What you will do:
1 > In the passage, on what date did The New York Times run the front-page story about the secret threat-assessment projects?
2 > List every city the passage names.
3 > Print the stretch of the passage from "Battelle was screwing" through "U.S. anthrax vaccine.".

As a major sub-contractor to VaxGen, Battelle of Columbus, Ohio, will have


A few technical notes: the Bioport/Emergent vaccine is the one that was injected into hundreds of thousands of soldiers in the most egregious human guinea pig experiment of this generation. Numerous sensitive individuals had severe, even life-terminating responses – this is your “Gulf War Syndrome”, as Gary Matsumoto reported in his fairly good book on the topic.

However, claims that Vaxgen had a superior product were not true – their product was apparently just as lethal and never made it into human trials. It was a recombinant product as well, and let’s explain what this means:

Battelle was screwing around with genetically engineering anthrax bacteria. This private non-profit corporation deserves a large amount of immediate scrutiny – they’ve already been caught in violation of U.S. biological warfare treaties several times. For more details, please read http://www.armscontrol.org/act/2004_10/Tucker.asp

“On September 4, 2001, exactly one week before the terrorist attacks in New York and Washington, a front-page story in The New York Times revealed the existence of three secret threat-assessment projects being conducted by the U.S. intelligence community and the Department of Defense:

• Project Jefferson, a plan by the Defense Intelligence Agency to reproduce a genetically modified strain of the anthrax bacterium developed by Russian scientists in the early 1990s, in order to determine whether or not the agent was resistant to the licensed U.S. anthrax vaccine.

Data for analysis:
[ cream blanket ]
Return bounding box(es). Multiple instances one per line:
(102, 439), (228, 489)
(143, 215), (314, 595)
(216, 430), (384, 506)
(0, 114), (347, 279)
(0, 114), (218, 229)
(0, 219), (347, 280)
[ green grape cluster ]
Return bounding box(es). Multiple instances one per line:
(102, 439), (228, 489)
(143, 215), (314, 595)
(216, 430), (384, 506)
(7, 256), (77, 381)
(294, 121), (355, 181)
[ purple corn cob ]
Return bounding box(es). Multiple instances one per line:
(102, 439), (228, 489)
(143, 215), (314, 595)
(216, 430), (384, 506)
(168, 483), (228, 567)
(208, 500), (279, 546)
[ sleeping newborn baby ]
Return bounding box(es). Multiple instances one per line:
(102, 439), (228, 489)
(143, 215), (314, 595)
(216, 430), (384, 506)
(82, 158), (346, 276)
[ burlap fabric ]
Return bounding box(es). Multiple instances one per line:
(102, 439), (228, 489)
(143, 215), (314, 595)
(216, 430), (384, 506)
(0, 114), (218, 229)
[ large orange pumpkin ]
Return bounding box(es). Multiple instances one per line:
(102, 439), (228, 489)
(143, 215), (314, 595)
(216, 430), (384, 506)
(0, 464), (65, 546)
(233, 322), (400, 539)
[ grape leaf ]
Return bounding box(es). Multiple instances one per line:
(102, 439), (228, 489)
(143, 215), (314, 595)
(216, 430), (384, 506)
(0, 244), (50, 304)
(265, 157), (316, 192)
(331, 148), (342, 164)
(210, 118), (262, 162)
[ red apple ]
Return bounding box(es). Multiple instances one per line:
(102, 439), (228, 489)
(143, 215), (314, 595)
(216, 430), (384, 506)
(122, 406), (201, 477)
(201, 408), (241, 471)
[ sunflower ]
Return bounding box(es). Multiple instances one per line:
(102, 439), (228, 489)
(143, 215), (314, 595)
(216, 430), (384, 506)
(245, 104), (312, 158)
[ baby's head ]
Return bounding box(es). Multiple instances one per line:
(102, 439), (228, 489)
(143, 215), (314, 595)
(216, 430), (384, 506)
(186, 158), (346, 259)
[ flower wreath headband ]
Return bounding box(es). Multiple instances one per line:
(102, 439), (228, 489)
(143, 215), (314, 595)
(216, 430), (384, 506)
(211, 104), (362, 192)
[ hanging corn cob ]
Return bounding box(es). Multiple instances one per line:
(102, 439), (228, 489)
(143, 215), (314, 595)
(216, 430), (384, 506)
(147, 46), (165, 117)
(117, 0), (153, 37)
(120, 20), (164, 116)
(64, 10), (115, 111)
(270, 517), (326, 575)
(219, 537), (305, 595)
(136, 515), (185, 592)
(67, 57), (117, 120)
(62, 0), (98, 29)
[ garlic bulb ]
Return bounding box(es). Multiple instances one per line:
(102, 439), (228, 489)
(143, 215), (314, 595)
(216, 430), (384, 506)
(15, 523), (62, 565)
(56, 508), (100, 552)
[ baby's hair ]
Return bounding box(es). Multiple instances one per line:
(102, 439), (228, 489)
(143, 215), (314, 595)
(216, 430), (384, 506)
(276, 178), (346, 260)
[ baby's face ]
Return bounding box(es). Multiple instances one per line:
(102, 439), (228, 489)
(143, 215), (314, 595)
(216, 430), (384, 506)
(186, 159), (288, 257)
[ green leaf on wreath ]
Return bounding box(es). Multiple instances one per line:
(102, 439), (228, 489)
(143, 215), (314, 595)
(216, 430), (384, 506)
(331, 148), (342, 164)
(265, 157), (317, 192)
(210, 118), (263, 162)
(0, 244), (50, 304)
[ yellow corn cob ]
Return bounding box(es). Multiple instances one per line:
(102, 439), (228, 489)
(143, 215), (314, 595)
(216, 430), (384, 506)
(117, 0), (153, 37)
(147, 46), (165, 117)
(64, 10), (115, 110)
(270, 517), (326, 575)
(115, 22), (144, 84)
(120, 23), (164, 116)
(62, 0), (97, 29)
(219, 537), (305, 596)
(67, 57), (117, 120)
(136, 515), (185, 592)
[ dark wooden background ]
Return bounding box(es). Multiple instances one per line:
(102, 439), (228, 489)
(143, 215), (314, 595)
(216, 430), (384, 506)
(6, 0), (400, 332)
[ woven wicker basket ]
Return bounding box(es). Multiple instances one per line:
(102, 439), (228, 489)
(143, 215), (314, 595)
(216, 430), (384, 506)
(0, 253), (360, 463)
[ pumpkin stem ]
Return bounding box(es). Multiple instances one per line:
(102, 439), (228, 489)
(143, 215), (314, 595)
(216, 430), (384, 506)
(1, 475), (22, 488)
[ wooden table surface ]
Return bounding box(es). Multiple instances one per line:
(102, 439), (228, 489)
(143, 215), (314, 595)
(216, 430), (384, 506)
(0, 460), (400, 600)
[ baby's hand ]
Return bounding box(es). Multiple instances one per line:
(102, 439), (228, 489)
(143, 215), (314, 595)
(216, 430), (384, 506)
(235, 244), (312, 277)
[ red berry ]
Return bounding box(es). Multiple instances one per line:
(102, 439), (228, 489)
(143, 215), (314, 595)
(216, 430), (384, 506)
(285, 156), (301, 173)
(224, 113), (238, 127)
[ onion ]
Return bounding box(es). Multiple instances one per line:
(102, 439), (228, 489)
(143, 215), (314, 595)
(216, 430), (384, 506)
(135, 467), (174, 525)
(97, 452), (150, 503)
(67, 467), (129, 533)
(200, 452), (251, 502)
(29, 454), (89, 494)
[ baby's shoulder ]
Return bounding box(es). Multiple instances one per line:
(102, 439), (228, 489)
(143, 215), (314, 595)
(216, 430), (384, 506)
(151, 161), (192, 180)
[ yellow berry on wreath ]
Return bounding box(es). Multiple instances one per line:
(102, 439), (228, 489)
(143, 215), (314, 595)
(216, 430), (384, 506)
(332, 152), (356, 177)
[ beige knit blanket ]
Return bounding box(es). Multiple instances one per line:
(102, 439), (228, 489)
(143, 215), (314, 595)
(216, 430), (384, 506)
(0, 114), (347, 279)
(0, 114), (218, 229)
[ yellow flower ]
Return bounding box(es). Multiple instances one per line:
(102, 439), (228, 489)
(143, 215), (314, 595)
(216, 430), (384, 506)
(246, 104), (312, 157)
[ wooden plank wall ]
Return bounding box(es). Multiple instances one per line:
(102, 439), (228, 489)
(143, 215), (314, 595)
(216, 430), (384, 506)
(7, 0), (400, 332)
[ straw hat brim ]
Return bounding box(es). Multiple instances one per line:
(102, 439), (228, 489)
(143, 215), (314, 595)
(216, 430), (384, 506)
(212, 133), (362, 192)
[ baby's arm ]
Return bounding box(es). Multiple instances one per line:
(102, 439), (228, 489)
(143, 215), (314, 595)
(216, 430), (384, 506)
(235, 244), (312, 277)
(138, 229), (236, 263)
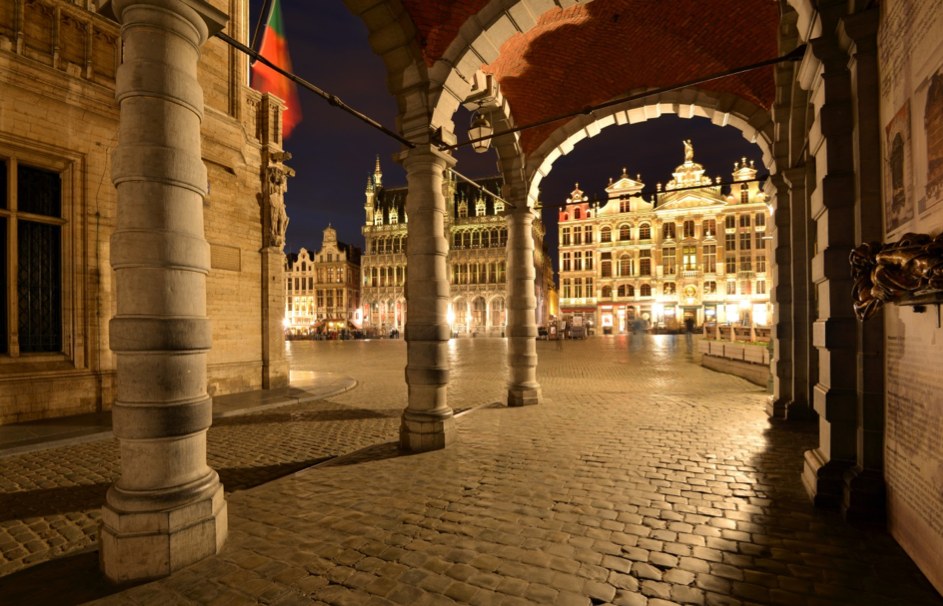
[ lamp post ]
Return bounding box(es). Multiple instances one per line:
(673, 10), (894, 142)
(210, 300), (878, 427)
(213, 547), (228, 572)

--

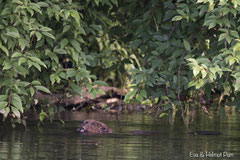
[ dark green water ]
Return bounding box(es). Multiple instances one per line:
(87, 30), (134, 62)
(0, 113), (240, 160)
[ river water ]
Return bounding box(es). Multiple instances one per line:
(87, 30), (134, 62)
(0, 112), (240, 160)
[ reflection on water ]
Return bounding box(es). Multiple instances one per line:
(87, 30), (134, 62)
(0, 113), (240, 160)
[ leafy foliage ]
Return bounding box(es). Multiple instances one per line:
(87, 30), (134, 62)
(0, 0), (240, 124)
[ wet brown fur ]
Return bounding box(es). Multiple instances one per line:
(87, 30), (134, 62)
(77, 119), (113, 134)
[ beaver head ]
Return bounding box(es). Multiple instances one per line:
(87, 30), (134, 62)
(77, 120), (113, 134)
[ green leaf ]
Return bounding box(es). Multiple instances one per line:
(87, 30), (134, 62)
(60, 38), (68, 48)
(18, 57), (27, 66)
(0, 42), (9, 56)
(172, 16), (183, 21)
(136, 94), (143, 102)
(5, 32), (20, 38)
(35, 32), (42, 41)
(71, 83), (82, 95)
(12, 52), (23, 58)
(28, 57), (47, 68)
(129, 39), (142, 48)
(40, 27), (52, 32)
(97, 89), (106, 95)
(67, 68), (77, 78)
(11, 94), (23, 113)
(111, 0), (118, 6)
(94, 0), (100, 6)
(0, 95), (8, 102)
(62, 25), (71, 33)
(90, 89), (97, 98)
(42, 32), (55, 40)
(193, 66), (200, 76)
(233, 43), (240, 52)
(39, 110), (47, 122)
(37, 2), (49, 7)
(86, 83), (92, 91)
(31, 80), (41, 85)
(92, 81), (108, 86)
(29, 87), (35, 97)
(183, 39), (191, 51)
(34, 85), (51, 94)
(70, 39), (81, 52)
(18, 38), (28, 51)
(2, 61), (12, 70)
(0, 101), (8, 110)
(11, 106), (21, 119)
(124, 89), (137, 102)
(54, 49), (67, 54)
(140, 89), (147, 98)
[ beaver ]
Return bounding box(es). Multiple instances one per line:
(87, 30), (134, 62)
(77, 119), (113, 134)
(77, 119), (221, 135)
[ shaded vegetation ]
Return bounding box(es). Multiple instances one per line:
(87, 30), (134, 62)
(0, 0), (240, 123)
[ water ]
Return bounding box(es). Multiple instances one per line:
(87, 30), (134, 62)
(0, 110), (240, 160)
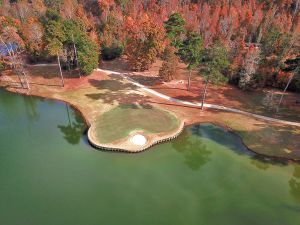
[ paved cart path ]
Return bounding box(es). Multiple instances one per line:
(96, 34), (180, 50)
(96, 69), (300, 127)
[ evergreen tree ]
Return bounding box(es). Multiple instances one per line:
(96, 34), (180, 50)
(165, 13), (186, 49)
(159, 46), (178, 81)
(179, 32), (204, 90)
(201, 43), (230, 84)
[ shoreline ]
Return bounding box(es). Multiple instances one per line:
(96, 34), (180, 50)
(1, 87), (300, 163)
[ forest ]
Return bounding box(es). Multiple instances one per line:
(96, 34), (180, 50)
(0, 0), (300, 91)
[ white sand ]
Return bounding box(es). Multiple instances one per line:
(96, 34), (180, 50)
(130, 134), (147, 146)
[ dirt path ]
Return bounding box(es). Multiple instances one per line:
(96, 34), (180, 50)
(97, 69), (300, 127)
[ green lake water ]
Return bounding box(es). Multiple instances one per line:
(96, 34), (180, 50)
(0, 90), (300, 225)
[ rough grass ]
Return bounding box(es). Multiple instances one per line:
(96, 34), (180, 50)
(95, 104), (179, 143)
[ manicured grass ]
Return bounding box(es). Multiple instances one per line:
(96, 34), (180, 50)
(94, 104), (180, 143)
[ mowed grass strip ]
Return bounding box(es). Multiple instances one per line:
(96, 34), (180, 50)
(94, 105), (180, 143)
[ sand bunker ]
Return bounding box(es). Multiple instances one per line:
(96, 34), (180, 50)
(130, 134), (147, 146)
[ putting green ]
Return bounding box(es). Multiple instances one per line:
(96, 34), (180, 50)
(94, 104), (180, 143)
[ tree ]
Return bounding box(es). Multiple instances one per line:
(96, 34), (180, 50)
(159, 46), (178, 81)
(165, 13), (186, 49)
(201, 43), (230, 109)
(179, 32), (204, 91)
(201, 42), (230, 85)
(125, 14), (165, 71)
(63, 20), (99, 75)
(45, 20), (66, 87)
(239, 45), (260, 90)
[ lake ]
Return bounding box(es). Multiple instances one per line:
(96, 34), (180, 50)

Outputs for the tasks:
1 > September 4, 2001

2 > Columbus, New York, Washington

3 >
Battelle was screwing around with genetically engineering anthrax bacteria. This private non-profit corporation deserves a large amount of immediate scrutiny – they’ve already been caught in violation of U.S. biological warfare treaties several times. For more details, please read http://www.armscontrol.org/act/2004_10/Tucker.asp

“On September 4, 2001, exactly one week before the terrorist attacks in New York and Washington, a front-page story in The New York Times revealed the existence of three secret threat-assessment projects being conducted by the U.S. intelligence community and the Department of Defense:

• Project Jefferson, a plan by the Defense Intelligence Agency to reproduce a genetically modified strain of the anthrax bacterium developed by Russian scientists in the early 1990s, in order to determine whether or not the agent was resistant to the licensed U.S. anthrax vaccine.